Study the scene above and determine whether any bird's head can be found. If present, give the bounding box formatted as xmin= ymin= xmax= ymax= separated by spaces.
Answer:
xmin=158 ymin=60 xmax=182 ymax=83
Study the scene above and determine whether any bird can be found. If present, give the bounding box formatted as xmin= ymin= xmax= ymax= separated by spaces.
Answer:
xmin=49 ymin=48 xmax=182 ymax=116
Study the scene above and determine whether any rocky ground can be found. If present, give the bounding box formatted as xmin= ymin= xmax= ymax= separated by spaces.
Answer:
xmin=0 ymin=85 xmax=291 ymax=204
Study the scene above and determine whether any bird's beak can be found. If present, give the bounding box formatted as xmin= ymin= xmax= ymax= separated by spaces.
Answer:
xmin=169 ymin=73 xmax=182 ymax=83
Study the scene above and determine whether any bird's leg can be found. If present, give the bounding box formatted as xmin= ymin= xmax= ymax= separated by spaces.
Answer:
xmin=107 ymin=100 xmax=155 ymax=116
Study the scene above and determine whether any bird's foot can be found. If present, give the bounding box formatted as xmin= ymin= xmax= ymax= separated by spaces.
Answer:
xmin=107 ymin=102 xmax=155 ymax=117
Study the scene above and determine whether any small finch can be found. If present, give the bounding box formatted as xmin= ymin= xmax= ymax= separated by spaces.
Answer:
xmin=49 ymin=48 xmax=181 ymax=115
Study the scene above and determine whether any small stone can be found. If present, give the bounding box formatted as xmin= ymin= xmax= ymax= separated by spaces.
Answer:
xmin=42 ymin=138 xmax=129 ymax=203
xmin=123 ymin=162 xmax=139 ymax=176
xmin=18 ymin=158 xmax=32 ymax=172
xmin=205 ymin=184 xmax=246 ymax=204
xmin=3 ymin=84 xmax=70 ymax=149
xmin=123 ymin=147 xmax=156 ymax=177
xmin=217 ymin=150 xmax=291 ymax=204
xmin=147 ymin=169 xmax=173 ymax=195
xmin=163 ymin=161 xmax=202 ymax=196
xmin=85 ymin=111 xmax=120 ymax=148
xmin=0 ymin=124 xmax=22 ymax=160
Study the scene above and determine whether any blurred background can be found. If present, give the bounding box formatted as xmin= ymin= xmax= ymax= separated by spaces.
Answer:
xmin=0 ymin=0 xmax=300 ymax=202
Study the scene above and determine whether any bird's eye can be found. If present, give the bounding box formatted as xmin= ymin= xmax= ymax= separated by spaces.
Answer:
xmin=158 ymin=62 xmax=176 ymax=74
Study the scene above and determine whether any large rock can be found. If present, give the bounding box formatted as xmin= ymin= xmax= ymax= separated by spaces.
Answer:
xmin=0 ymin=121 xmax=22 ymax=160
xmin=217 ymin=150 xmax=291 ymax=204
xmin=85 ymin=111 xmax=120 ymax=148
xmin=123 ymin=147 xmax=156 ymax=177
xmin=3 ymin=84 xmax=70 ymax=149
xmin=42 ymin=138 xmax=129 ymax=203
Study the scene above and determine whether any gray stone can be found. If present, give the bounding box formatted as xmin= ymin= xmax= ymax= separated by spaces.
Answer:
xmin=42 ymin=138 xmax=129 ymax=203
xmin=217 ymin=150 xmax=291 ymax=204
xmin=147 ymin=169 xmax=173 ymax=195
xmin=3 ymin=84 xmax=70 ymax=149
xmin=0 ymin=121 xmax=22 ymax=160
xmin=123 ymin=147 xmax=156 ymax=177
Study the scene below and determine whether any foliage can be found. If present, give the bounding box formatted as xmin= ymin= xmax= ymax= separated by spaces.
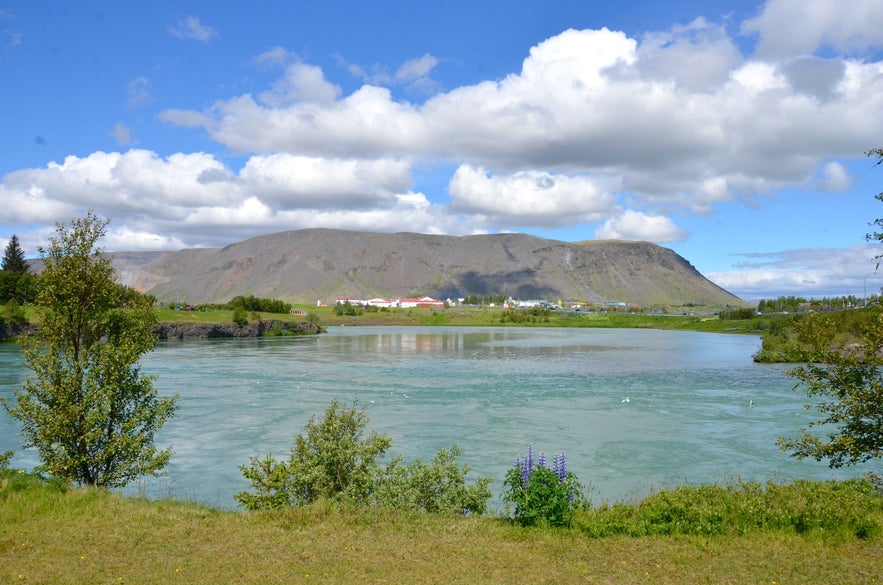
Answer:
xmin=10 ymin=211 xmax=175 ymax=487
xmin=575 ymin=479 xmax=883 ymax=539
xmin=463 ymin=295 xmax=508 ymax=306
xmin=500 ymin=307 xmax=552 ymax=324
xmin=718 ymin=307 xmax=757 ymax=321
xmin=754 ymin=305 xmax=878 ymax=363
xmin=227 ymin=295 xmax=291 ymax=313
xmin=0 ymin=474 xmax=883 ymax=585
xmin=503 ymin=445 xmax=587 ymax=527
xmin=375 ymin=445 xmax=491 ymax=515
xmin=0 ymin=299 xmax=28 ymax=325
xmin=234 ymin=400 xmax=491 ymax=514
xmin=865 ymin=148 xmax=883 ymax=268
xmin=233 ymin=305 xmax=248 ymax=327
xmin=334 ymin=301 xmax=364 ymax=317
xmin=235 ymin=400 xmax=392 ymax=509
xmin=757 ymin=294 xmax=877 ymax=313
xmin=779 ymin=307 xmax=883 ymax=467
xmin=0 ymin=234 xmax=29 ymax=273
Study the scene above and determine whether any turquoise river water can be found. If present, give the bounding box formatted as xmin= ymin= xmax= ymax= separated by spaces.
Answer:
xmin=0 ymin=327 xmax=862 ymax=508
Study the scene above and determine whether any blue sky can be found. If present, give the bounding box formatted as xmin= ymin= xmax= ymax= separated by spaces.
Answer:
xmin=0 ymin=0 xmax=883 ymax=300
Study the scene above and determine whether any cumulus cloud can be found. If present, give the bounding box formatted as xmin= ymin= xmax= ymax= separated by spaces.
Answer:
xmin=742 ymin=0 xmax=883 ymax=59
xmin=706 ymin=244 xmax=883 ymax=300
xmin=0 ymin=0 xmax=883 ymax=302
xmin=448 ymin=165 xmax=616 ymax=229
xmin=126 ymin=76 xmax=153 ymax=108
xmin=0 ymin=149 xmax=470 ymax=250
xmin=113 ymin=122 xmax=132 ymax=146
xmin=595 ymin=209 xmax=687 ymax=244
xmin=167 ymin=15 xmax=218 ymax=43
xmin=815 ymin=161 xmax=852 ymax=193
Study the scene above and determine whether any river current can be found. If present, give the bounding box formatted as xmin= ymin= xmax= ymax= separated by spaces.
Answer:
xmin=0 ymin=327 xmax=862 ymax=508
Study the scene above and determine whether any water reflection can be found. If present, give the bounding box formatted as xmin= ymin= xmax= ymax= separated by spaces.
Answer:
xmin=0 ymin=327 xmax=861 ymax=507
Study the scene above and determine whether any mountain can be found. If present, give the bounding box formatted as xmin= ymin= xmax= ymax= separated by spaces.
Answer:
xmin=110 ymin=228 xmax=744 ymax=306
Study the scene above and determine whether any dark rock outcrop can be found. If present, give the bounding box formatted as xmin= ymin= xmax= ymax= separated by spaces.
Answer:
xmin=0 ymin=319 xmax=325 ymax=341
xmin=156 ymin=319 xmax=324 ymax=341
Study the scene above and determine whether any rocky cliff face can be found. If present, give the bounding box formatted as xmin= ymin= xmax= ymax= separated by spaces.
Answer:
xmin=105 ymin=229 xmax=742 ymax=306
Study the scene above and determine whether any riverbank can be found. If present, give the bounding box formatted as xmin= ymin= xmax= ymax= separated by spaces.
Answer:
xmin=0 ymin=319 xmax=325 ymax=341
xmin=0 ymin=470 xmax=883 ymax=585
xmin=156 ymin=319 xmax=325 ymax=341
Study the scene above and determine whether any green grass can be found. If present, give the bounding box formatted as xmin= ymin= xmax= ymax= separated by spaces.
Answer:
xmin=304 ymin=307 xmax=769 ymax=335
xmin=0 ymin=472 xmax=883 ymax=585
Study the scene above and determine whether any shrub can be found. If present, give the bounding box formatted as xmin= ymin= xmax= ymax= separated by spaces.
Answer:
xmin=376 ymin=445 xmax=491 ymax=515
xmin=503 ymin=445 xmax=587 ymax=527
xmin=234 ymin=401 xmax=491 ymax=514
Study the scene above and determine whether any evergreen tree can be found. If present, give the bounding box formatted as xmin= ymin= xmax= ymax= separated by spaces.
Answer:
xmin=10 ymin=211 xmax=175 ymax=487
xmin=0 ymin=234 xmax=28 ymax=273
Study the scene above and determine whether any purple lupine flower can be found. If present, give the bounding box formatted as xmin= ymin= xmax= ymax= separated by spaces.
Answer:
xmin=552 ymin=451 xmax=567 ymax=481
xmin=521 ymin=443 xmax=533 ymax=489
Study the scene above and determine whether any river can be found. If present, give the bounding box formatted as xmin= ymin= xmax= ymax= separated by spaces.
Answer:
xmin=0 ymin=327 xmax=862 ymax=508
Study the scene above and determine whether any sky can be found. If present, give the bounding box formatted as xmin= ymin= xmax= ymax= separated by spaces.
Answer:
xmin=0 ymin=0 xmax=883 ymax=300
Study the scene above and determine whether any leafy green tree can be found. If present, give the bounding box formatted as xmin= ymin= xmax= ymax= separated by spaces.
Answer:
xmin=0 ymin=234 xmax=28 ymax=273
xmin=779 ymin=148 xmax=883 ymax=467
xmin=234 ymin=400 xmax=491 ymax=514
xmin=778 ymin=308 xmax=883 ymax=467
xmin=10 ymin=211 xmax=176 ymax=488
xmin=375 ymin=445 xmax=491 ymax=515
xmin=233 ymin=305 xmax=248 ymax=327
──────
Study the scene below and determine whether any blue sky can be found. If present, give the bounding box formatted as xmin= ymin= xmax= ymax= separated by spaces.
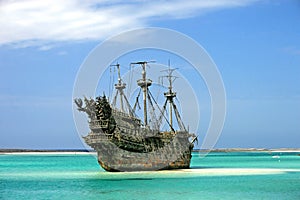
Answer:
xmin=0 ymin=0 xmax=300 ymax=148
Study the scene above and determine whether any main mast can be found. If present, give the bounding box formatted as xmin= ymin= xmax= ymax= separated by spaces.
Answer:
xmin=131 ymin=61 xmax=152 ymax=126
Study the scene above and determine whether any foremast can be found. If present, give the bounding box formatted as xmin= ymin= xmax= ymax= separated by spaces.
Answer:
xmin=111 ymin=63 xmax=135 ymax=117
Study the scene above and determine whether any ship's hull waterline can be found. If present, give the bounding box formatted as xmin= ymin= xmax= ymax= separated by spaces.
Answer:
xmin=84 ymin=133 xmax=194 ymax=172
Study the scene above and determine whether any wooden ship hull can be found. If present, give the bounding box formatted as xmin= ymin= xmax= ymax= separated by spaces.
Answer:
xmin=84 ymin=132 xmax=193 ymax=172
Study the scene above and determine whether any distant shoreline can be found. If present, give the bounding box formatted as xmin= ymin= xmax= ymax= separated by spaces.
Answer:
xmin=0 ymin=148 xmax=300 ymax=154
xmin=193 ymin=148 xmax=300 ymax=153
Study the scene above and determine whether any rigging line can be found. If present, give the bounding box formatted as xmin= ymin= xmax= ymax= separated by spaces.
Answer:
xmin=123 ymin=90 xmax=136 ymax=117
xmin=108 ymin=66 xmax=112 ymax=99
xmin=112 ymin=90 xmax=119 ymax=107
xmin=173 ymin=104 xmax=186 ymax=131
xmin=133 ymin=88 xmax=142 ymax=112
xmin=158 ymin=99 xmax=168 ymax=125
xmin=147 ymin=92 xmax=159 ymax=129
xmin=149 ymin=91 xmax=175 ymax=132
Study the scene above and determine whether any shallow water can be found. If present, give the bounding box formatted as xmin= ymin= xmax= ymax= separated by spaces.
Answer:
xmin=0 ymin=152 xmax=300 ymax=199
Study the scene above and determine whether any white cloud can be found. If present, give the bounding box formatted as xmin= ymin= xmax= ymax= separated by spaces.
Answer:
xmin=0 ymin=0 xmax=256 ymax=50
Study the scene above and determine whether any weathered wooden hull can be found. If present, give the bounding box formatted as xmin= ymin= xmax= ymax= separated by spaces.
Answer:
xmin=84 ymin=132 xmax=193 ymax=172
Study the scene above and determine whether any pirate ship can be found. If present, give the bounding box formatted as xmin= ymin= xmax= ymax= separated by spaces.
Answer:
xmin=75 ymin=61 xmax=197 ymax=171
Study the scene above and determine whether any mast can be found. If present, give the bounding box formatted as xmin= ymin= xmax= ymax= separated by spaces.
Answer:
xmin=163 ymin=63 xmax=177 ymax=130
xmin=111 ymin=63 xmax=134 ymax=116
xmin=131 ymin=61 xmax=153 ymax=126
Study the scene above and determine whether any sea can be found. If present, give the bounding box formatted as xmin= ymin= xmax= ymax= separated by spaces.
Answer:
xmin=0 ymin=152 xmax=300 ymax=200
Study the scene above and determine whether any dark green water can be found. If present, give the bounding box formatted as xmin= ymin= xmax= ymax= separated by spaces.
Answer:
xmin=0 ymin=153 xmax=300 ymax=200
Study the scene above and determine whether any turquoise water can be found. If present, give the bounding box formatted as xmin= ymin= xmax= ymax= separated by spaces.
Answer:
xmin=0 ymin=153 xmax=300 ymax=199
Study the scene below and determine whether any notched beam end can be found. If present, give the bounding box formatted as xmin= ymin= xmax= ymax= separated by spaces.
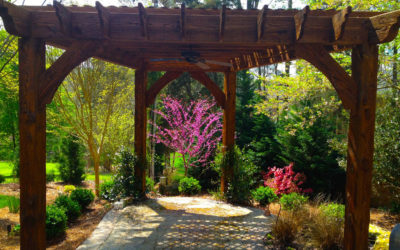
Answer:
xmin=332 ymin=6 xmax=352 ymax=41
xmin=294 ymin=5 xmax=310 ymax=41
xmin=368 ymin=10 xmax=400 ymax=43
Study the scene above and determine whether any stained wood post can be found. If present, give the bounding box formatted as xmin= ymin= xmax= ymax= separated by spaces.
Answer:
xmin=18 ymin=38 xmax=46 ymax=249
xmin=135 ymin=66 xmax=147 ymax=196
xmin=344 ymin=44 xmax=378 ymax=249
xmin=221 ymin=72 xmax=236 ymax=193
──────
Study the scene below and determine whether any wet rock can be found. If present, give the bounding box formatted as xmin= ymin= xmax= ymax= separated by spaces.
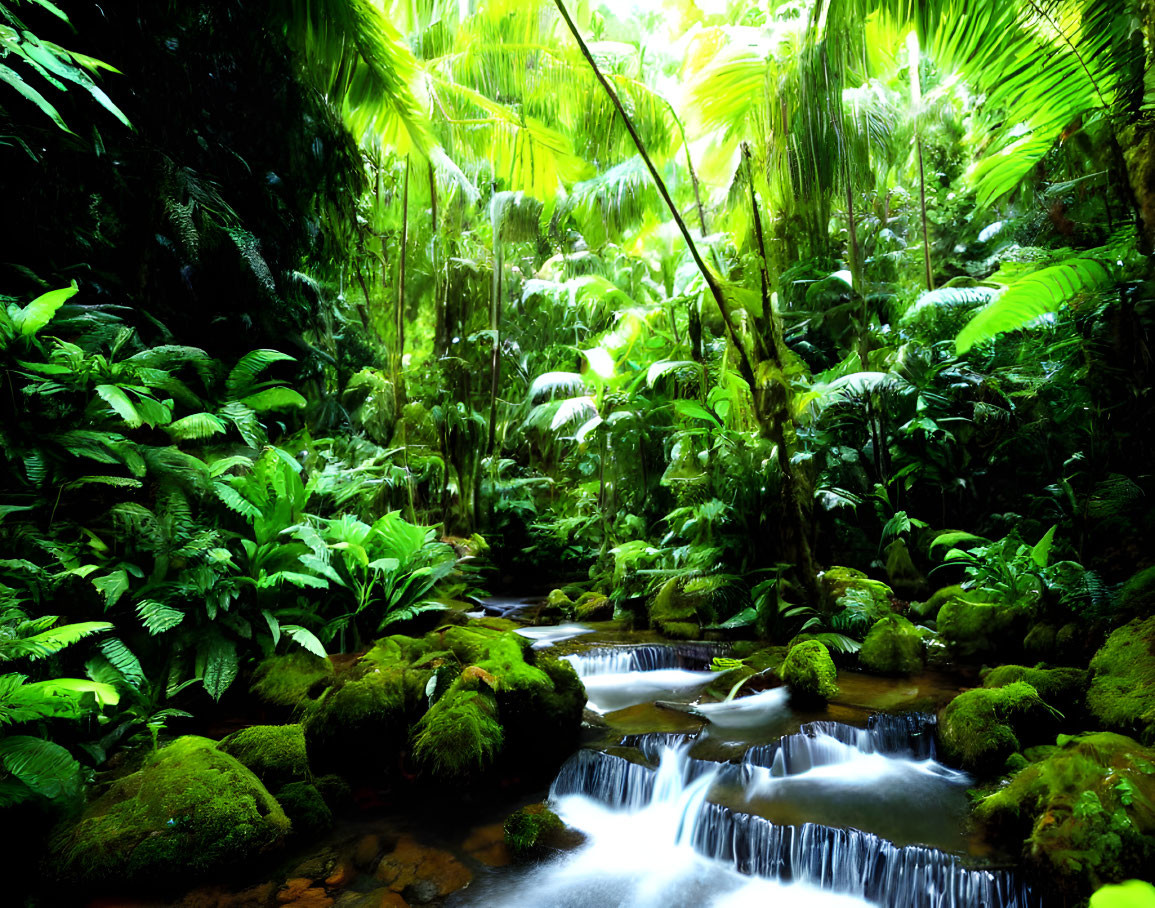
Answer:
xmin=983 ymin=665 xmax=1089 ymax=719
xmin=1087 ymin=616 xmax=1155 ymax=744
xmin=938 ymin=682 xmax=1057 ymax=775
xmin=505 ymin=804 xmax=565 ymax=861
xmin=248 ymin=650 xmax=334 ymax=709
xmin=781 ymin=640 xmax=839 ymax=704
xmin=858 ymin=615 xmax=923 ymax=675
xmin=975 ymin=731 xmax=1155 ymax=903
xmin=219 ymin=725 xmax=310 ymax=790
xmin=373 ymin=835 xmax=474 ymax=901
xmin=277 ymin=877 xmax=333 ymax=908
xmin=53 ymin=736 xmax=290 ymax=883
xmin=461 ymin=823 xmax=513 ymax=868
──────
TASK:
Begin at the line that has "Study the scene above and determine whether any bird's head" and stop after the line that has "xmin=0 ymin=85 xmax=291 ymax=204", and put only those records into a two-column CSV with the headers instruction and box, one row per record. Place each record's text and its answer in a single quoted field apiece, replacing any line breaks with spaces.

ANSWER FOR THIS EXERCISE:
instruction,box
"Study the scene above and determine whether any bird's head can be found. If present, give the bounding box formatted as xmin= ymin= xmax= ymax= separated by spaces. Answer:","xmin=158 ymin=60 xmax=182 ymax=83"
"Study the scene above and determine whether any bird can be found. If present, give the bounding box formatted as xmin= ymin= xmax= ymax= separated by spaces. Answer:","xmin=49 ymin=48 xmax=182 ymax=116"
"Study the scene above and determine whether any rocky ground can be found. If present, give the bounding box formatted as xmin= ymin= xmax= ymax= separated by spaces. Answer:","xmin=0 ymin=85 xmax=291 ymax=204"